### TEXT SECTION

★ ★ ★ ★ ★ ★ ★

* Whats the purpose of get_cycles_sync()
@ 2007-10-30 17:44 Joerg Roedel
2007-10-30 20:21 ` Andi Kleen
0 siblings, 1 reply; 6+ messages in thread
From: Joerg Roedel @ 2007-10-30 17:44 UTC (permalink / raw)
To: tglx, mingo, hpa; +Cc: linux-kernel, benjamin.serebrin
Hi,
I would like to answer what the special purpose of the get_cycles_sync()
function is in the x86 architecture. In special I ask myself why
this function has to be *sync*?
I mean, the sync should guarantee here that the CPU does not execute the
RDTSC instruction out-of-order, thats clear. But does that really
matter? If there is a cache/tlb miss before the function returns all
accuracy that should be won by the synchronous RDTSC is lost anyway.
The problem here is, that this function executes CPUID if RDTSC itself
is not a synchronizing instruction and CPUID is very often intercepted
by hypervisors (KVM intercepts it for example). This makes this function
very expensive if the kernel is executed as a guest.
But maybe I miss some important things here.
Joerg
--
| AMD Saxony Limited Liability Company & Co. KG
Operating | Wilschdorfer Landstr. 101, 01109 Dresden, Germany
System | Register Court Dresden: HRA 4896
Research | General Partner authorized to represent:
Center | AMD Saxony LLC (Wilmington, Delaware, US)

★ ★ ★ ★ ★ ★ ★

### DATASET EXTRACT

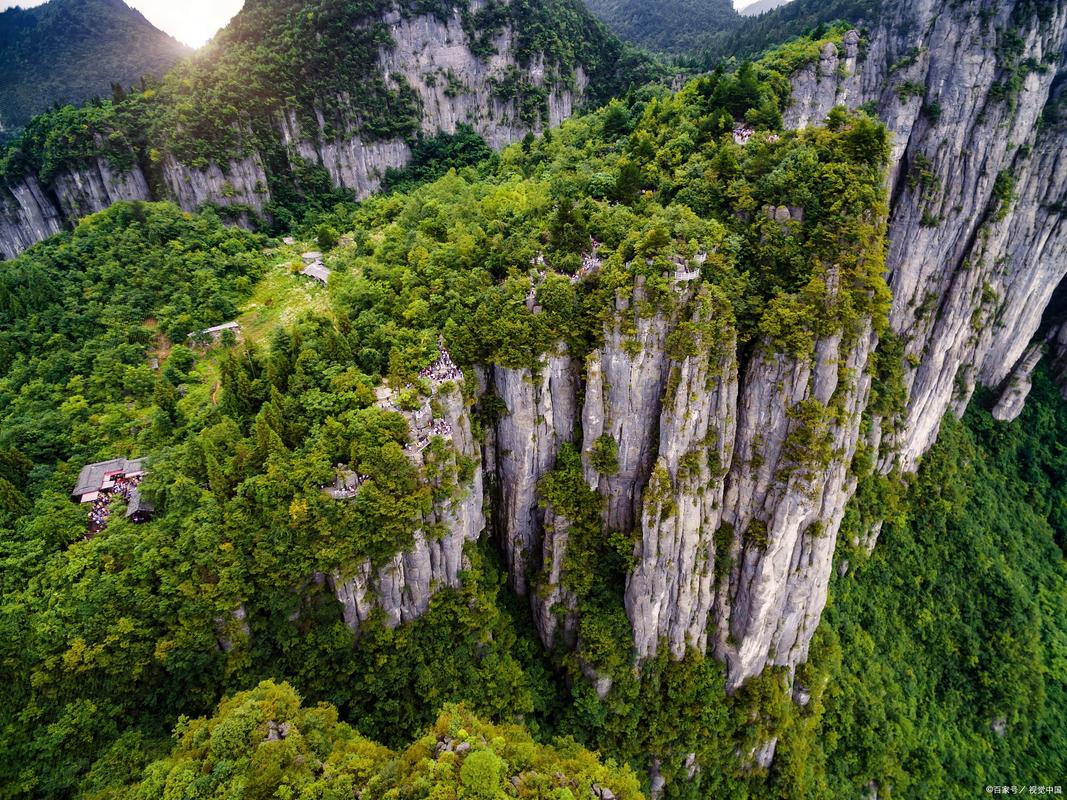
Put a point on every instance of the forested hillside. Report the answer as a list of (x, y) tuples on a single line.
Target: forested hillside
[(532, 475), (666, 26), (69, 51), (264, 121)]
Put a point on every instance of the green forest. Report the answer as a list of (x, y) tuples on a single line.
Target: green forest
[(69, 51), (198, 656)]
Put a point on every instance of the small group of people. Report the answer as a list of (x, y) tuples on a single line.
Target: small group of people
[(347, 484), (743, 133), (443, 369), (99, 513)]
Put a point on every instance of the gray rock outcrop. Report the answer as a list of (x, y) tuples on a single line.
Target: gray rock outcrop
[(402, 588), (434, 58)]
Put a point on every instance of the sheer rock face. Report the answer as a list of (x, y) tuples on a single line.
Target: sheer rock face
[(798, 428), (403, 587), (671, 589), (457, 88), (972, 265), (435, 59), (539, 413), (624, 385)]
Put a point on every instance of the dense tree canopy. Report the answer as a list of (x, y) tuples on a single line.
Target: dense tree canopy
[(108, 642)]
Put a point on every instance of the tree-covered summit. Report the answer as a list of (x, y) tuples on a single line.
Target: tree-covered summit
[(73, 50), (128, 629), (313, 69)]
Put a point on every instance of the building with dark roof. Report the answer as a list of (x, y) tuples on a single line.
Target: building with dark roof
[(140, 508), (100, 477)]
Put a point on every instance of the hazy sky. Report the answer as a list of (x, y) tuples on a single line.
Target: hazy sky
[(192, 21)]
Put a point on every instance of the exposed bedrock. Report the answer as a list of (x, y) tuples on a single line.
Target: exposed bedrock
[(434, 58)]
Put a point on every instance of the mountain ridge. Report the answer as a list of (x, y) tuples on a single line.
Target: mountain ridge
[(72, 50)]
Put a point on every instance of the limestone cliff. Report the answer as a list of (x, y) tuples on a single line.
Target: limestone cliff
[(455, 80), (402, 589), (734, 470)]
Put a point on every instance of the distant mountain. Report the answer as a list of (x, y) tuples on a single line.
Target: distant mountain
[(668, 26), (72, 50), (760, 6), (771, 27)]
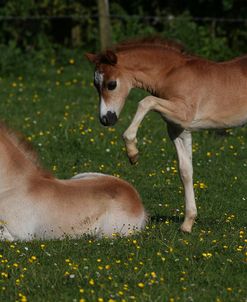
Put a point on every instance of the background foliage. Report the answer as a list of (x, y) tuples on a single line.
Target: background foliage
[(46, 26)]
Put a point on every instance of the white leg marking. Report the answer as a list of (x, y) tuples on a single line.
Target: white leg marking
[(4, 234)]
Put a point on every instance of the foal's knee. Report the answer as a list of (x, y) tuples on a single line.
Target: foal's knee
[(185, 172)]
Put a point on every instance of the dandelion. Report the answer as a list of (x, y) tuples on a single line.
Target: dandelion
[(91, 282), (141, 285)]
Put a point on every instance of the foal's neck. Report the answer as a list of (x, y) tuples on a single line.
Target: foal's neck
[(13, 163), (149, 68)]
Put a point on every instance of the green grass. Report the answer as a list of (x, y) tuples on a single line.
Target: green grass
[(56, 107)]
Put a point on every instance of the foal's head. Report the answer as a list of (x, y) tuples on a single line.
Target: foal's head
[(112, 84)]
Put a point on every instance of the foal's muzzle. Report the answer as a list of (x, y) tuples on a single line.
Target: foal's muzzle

★ ★ ★ ★ ★ ★ ★

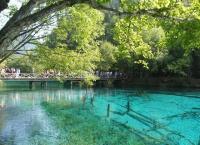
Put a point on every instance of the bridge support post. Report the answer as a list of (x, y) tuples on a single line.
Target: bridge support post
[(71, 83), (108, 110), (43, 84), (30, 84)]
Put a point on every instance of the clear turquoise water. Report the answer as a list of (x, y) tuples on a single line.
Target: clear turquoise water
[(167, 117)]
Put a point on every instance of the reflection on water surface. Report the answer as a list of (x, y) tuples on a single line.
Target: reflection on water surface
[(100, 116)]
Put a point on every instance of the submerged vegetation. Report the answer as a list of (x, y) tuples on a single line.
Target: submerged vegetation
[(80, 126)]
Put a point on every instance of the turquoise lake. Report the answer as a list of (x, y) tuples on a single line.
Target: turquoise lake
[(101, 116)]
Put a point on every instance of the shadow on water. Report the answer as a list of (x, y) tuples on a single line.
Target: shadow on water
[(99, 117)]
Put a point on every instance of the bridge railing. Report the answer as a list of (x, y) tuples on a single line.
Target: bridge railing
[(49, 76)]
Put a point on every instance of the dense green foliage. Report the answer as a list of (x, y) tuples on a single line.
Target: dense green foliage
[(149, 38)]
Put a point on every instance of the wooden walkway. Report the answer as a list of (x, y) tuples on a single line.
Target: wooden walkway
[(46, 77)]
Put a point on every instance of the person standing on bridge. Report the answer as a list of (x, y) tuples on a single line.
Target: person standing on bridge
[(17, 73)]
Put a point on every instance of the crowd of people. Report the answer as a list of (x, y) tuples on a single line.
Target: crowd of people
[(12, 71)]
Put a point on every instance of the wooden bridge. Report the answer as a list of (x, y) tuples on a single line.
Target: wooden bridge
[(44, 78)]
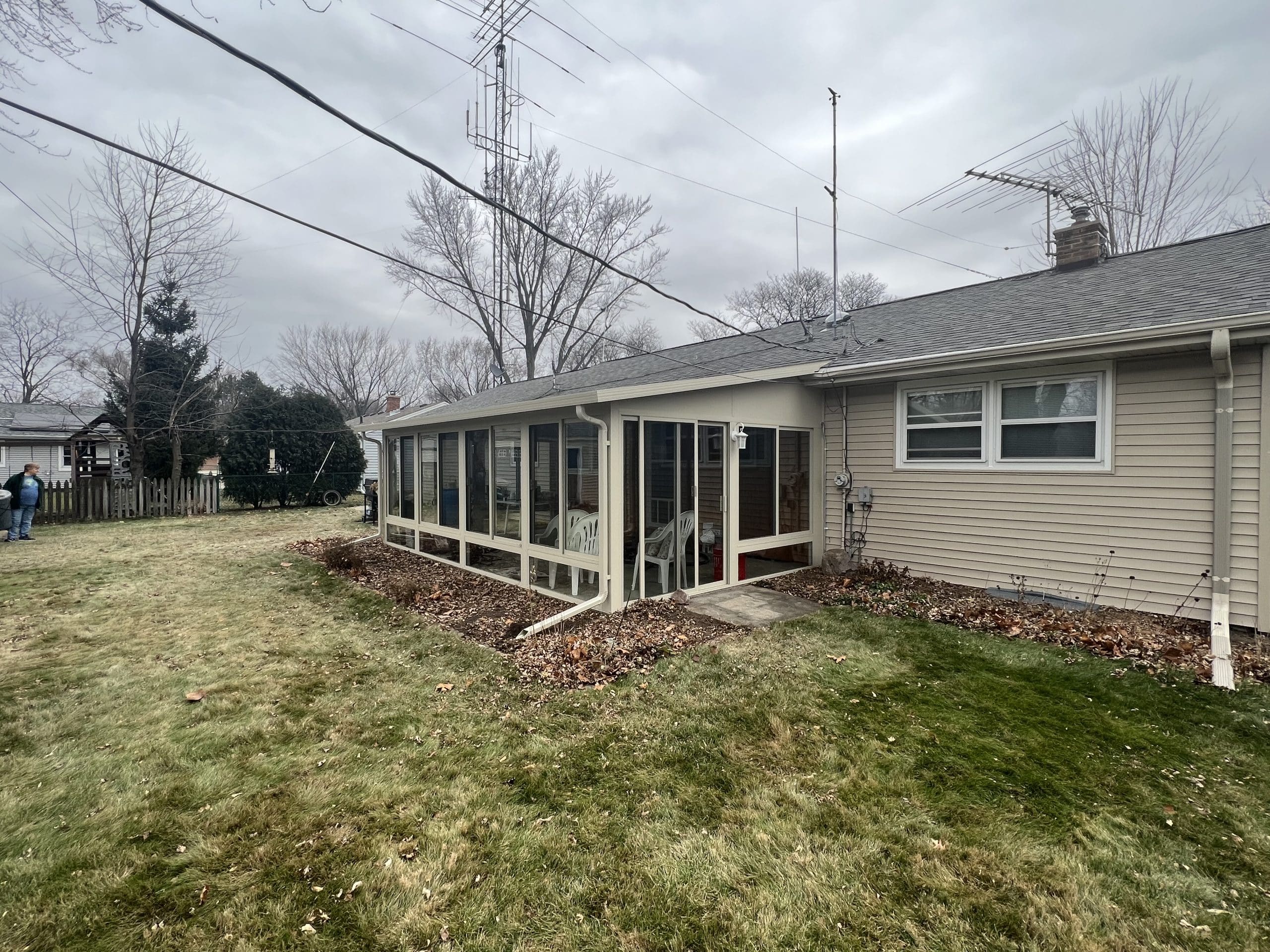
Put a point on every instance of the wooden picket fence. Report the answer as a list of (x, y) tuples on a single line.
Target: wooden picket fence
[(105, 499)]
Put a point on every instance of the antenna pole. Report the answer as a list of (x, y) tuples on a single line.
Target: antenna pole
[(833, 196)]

★ ★ ★ ★ ★ ★ ★

### SHORT PROBLEM 1
According to the post about get_cycles_sync(), why does the function become very expensive when the kernel runs as a guest? Answer in one to three sentences.
### SHORT PROBLEM 2
Copy everything from "To: tglx, mingo, hpa;" down to "as a guest." in the post about get_cycles_sync(), word for word.

### ANSWER 1
When RDTSC is not itself a synchronizing instruction, the function executes CPUID, and hypervisors very often intercept CPUID (KVM does, for example). That interception makes the function very expensive for a kernel running as a guest.

### ANSWER 2
To: tglx, mingo, hpa; +Cc: linux-kernel, benjamin.serebrin
Hi,
I would like to answer what the special purpose of the get_cycles_sync()
function is in the x86 architecture. In special I ask myself why
this function has to be *sync*?
I mean, the sync should guarantee here that the CPU does not execute the
RDTSC instruction out-of-order, thats clear. But does that really
matter? If there is a cache/tlb miss before the function returns all
accuracy that should be won by the synchronous RDTSC is lost anyway.
The problem here is, that this function executes CPUID if RDTSC itself
is not a synchronizing instruction and CPUID is very often intercepted
by hypervisors (KVM intercepts it for example). This makes this function
very expensive if the kernel is executed as a guest.